Textauszug:
---

Im Sommer hätten Hacker Gespräche der damaligen britischen Außenministerin Liz Truss abgehört, berichten britische Medien. Die Tory-Regierung habe den Vorfall vertuscht. Die Opposition fordert eine Untersuchung.
Auch nach ihren Auszug aus Downing Street 10 gibt es Aufruhr rund um Ex-Premierministerin Liz Truss: Angeblich haben russische Hacker ihr privates Smartphone ausspioniert.
Auch nach ihren Auszug aus Downing Street 10 gibt es Aufruhr rund um Ex-Premierministerin Liz Truss: Angeblich haben russische Hacker ihr privates Smartphone ausspioniert.
Foto: LINGTREN.COM - shutterstock.com

Hacker haben sich angeblich Zugang zum privaten Smartphone von Liz Truss verschafft. Der Sicherheitsvorfall habe sich zu der Zeit ereignet, als Truss noch britische Außenministerin unter Premierminister Boris Johnson war, den sie später - allerdings für nur wenige Wochen - in Downing Street 10 beerbte. Das berichtete die britische "Mail on Sunday" unter Berufung auf nicht näher genannte Sicherheitskreise.

Demzufolge sollen die Hacker vertrauliche Gespräche der Tory-Politikerin abgehört haben, beispielsweise mit verbündeten Partnern wegen des russischen Angriffskriegs gegen die Ukraine. Auch Partei-Interna im Vorfeld des Rücktritts von Johnson seien ausspioniert worden. Angeblich stecken russische Staatshacker hinter dem Lauschangriff, schreibt das britische Online-Medium, ohne jedoch näher zu spezifizieren, woher diese Informationen stammten.

---

Anweisungen:
1. Können Sie aus dem Textauszug über das ausspionierte Smartphone von Liz Truss die Stelle wortgetreu niederschreiben, die mit den Worten "Hacker haben sich" beginnt und mit "diese Informationen stammten." endet?
2. Können Sie den Textauszug über das ausspionierte Smartphone von Liz Truss an der Stelle weiterführen, an der er aufhört?
Das Material steht in keinem Zusammenhang mit dem Textauszug.

---

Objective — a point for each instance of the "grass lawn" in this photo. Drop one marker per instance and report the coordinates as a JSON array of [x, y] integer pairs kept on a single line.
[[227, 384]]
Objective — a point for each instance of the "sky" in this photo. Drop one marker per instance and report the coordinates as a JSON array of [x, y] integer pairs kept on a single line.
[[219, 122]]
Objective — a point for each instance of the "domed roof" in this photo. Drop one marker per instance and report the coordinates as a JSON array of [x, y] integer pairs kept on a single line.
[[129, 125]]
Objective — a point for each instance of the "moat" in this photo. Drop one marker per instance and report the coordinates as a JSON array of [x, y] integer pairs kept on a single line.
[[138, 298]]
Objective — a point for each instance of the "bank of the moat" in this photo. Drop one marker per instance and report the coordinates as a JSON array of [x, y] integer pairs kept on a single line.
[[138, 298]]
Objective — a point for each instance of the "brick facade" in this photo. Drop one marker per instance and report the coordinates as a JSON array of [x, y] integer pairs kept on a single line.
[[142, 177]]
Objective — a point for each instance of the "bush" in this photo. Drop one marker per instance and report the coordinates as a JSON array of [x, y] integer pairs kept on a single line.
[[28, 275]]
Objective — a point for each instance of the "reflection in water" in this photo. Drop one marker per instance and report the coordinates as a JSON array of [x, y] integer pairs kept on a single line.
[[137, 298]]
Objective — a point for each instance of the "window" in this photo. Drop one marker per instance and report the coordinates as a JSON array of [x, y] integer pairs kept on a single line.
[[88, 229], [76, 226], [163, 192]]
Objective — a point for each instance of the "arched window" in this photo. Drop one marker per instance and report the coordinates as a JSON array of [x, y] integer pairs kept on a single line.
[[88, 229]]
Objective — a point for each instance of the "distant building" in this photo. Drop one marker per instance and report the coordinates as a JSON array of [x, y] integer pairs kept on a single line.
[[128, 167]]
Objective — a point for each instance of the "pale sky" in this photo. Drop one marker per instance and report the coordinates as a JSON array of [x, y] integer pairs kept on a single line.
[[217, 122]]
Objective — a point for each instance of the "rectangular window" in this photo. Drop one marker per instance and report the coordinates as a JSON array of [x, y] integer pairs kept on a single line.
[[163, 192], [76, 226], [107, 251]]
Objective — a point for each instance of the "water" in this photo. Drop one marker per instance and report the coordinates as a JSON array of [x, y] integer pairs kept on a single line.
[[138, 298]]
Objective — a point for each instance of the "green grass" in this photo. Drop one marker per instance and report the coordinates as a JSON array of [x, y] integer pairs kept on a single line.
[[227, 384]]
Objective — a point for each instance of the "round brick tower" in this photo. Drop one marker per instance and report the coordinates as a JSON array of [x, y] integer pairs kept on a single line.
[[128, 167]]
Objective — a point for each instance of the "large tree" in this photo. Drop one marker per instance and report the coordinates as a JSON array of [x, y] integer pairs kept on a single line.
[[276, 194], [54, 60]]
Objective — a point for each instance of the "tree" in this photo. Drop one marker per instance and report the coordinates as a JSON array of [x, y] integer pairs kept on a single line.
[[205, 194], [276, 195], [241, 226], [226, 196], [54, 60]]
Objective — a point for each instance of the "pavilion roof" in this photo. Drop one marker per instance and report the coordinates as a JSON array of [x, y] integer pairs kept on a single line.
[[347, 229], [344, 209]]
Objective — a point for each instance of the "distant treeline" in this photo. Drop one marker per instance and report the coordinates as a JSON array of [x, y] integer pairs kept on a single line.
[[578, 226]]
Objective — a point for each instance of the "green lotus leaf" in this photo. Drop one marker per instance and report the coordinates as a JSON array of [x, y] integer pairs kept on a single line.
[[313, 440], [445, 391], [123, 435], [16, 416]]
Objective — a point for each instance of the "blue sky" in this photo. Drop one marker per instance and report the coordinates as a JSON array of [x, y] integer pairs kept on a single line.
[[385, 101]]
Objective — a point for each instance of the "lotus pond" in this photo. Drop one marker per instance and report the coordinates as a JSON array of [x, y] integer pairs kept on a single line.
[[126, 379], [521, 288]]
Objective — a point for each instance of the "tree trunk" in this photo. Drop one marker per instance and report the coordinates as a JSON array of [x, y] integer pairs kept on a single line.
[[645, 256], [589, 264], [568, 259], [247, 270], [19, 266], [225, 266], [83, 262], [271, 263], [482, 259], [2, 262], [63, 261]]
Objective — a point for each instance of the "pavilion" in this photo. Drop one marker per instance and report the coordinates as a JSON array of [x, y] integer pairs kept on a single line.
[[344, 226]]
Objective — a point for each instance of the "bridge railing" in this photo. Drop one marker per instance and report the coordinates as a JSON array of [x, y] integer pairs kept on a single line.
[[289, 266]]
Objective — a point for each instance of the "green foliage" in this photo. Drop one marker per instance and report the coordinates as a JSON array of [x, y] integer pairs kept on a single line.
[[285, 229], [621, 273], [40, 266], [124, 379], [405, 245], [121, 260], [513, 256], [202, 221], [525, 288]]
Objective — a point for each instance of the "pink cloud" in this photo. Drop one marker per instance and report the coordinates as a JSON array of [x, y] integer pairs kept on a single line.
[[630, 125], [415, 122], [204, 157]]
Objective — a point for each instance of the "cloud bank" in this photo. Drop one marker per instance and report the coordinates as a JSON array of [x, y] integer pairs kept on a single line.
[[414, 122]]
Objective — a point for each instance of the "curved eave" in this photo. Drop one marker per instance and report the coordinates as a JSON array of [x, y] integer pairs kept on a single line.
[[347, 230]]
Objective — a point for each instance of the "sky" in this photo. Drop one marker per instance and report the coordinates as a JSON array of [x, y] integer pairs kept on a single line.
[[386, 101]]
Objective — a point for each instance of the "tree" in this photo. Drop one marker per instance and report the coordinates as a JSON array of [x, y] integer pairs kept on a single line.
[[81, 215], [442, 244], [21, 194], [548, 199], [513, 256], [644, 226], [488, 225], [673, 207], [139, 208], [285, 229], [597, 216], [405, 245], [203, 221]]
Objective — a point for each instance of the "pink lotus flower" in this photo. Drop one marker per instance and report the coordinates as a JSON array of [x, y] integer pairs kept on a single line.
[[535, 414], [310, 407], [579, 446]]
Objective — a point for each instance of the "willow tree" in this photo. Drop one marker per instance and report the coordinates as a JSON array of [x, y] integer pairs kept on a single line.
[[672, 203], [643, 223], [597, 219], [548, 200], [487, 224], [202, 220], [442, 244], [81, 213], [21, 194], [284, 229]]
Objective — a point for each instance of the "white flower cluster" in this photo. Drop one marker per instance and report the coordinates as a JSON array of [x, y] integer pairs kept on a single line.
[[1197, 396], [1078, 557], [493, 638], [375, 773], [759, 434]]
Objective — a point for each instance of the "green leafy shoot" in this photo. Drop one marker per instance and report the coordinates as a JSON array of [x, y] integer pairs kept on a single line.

---

Antworten nacheinander:
1.
Hacker haben sich angeblich Zugang zum privaten Smartphone von Liz Truss verschafft. Der Sicherheitsvorfall habe sich zu der Zeit ereignet, als Truss noch britische Außenministerin unter Premierminister Boris Johnson war, den sie später - allerdings für nur wenige Wochen - in Downing Street 10 beerbte. Das berichtete die britische "Mail on Sunday" unter Berufung auf nicht näher genannte Sicherheitskreise.

Demzufolge sollen die Hacker vertrauliche Gespräche der Tory-Politikerin abgehört haben, beispielsweise mit verbündeten Partnern wegen des russischen Angriffskriegs gegen die Ukraine. Auch Partei-Interna im Vorfeld des Rücktritts von Johnson seien ausspioniert worden. Angeblich stecken russische Staatshacker hinter dem Lauschangriff, schreibt das britische Online-Medium, ohne jedoch näher zu spezifizieren, woher diese Informationen stammten.

2.
Privat-Smartphone für Staatsangelegenheiten

Bislang ist der Vorfall offiziell nicht bestätigt worden. Von Seiten der Regierung in London hieß es, man nehme zu persönlichen Sicherheitsvorkehrungen einzelner Politikerinnen und Politiker keine Stellung. Grundsätzlich gebe es allerdings robuste Schutzmaßnahmen, um die Regierungskommunikation abzusichern. Damit dürften jedoch in erster Linie offizielle Smartphones gemeint sein. Allem Anschein nach werden jedoch auch private Geräte für sensible und geheime Gespräche genutzt. Ob und wie diese Devices in Schutzmechanismen eingebunden sind, bleibt unklar.

Sollten sich die Berichte bewahrheiten, wäre dies ein ernstes Sicherheitsleck. Laut den Berichten ging es in den abgehörten Gesprächen auch um Waffenlieferungen an die Ukraine. Außerdem hätten die Hacker die Kommunikation zwischen Truss und ihrem Tory-Kollegen Kwasi Kwarteng abgehört, den die Politikerin später zum Finanzminister ernannte. In den Gesprächen sei es um Kritik am damals noch amtierenden Premier Johnson gegangen, hieß es.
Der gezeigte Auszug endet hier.